### Extract to read
Symptoms of adjustment disorder can vary depending on the age of the individual.
Children and adolescents may have more behavioral symptoms, such as disruptive behavior. Adults may experience more depressive symptoms.
Children, in particular, may have the following symptoms:
- trouble sleeping
- frequent crying
- avoiding or not wanting to go to school
- isolating themselves from friends and family
- picking fights
- showing hostility
- depression and anxiety
People with adjustment disorder may have a group of symptoms that overlap with symptoms of other conditions:
- post-traumatic stress disorder (PTSD)
People may experience a depressed mood and anxiety with adjustment disorder.
Adjustment disorder has a different set of criteria than other mental health conditions, though, which allows doctors to distinguish between them.
PTSD usually happens after a life threatening event, such as war or physical assault, compared with a life change or stressor that could trigger adjustment disorder. PTSD may also last longer than adjustment disorder.
Complex PTSD can occur if a person has experienced prolonged or repeated trauma, rather than a single event.
Adjustment disorder can be difficult to separate from depressive disorders, as they can share similar symptoms.

### Supplied data
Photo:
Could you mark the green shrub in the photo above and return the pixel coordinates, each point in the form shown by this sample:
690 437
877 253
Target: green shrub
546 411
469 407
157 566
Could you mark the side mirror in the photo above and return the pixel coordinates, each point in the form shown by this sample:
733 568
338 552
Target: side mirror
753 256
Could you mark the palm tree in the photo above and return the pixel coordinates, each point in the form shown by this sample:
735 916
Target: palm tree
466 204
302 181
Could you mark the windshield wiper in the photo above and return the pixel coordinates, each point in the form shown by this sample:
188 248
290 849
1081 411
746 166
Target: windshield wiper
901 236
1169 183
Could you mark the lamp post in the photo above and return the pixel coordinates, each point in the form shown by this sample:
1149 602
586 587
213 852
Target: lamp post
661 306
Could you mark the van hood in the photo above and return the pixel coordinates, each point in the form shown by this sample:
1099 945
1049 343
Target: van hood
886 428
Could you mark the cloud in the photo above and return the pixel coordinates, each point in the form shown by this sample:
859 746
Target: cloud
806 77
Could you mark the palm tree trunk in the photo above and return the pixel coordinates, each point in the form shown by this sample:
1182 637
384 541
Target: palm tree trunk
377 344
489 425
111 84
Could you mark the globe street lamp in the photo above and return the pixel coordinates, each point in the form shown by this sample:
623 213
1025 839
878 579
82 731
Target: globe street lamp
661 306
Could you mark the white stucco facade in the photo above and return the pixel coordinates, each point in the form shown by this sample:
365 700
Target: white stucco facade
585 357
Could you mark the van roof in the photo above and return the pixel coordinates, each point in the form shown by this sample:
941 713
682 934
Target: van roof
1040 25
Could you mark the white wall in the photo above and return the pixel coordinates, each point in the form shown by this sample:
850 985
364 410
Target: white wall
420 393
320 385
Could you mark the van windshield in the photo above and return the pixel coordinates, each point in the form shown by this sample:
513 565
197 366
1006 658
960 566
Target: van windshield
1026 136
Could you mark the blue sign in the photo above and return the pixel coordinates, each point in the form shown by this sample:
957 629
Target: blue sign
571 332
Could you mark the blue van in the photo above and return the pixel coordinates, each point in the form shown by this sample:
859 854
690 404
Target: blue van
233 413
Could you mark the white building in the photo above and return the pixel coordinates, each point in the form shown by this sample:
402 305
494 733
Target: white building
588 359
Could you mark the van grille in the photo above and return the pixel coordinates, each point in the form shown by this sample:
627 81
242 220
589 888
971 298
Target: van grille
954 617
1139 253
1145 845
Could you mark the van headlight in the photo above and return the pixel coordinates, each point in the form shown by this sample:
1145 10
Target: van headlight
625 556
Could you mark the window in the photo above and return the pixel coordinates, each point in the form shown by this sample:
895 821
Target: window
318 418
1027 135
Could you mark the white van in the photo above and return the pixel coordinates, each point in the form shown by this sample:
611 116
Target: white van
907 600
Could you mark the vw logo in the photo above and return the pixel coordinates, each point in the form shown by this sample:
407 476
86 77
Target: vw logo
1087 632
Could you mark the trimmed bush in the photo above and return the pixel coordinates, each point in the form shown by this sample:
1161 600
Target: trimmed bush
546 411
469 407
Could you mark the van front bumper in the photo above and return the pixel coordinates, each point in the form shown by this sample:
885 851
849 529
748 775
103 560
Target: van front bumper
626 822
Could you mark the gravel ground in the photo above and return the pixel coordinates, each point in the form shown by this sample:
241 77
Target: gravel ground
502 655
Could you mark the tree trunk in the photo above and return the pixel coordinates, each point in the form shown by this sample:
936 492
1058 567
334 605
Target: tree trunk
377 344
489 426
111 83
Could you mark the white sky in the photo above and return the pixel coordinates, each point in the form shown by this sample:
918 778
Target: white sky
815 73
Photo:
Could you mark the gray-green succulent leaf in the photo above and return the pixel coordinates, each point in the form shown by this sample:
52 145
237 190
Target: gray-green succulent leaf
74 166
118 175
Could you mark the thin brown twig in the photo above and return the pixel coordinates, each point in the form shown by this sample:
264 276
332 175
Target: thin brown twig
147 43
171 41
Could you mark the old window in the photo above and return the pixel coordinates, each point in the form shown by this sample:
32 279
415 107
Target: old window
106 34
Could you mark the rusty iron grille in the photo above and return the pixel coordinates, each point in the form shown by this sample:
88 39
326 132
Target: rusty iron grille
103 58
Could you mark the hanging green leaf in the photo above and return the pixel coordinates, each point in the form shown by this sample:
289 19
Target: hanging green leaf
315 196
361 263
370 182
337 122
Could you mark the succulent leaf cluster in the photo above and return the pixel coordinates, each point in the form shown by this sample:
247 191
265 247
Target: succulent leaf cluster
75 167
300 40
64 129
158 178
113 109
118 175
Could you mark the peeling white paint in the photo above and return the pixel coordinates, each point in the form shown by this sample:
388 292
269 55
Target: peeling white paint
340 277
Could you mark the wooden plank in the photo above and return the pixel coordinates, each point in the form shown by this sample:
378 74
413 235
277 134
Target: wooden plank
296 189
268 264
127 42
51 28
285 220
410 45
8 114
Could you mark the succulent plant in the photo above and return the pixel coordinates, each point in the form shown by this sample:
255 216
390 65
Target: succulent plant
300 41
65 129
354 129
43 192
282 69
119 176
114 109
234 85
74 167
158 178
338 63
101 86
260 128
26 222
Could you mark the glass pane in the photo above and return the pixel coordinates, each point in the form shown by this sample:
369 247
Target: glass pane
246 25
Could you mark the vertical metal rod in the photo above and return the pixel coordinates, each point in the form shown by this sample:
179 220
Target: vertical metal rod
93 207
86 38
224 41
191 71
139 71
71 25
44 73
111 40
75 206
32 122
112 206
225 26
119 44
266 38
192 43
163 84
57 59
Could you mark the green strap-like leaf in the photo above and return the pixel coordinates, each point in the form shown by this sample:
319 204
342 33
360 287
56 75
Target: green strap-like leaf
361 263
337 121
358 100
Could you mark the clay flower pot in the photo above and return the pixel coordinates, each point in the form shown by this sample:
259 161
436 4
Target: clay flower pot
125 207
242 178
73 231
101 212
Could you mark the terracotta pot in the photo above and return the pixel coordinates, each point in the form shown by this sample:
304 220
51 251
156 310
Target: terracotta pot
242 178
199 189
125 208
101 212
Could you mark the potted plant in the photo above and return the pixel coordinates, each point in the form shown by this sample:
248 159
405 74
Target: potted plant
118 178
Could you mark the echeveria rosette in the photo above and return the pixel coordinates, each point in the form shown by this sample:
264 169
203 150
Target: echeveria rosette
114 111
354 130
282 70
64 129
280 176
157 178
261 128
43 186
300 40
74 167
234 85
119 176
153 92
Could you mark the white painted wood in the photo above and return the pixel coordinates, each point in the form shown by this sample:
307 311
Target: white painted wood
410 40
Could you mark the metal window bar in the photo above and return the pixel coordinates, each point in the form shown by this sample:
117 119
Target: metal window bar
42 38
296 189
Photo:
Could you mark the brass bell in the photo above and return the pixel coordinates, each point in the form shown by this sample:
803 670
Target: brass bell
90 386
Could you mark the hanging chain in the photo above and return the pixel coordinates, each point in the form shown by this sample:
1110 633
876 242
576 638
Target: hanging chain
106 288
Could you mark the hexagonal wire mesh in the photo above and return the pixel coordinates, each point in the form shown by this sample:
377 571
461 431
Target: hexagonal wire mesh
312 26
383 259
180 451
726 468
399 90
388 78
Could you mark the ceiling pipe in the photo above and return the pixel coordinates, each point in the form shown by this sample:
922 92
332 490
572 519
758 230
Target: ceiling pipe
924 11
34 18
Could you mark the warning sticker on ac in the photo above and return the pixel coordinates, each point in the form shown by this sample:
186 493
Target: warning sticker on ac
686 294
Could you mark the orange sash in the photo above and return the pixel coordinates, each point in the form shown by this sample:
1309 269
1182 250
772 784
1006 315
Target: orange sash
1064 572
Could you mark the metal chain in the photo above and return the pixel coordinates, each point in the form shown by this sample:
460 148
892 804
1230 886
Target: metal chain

### Assigned task 1
Copy the part of the text on adjustment disorder that opens with the words containing "Symptoms of adjustment" and closes with "stress disorder (PTSD)", renaming "frequent crying" to "persistent crying" in it.
### Assigned task 2
In the text on adjustment disorder, what kind of event usually comes before PTSD?

### Answer section 1
Symptoms of adjustment disorder can vary depending on the age of the individual.
Children and adolescents may have more behavioral symptoms, such as disruptive behavior. Adults may experience more depressive symptoms.
Children, in particular, may have the following symptoms:
- trouble sleeping
- persistent crying
- avoiding or not wanting to go to school
- isolating themselves from friends and family
- picking fights
- showing hostility
- depression and anxiety
People with adjustment disorder may have a group of symptoms that overlap with symptoms of other conditions:
- post-traumatic stress disorder (PTSD)

### Answer section 2
A life-threatening event, such as war or physical assault.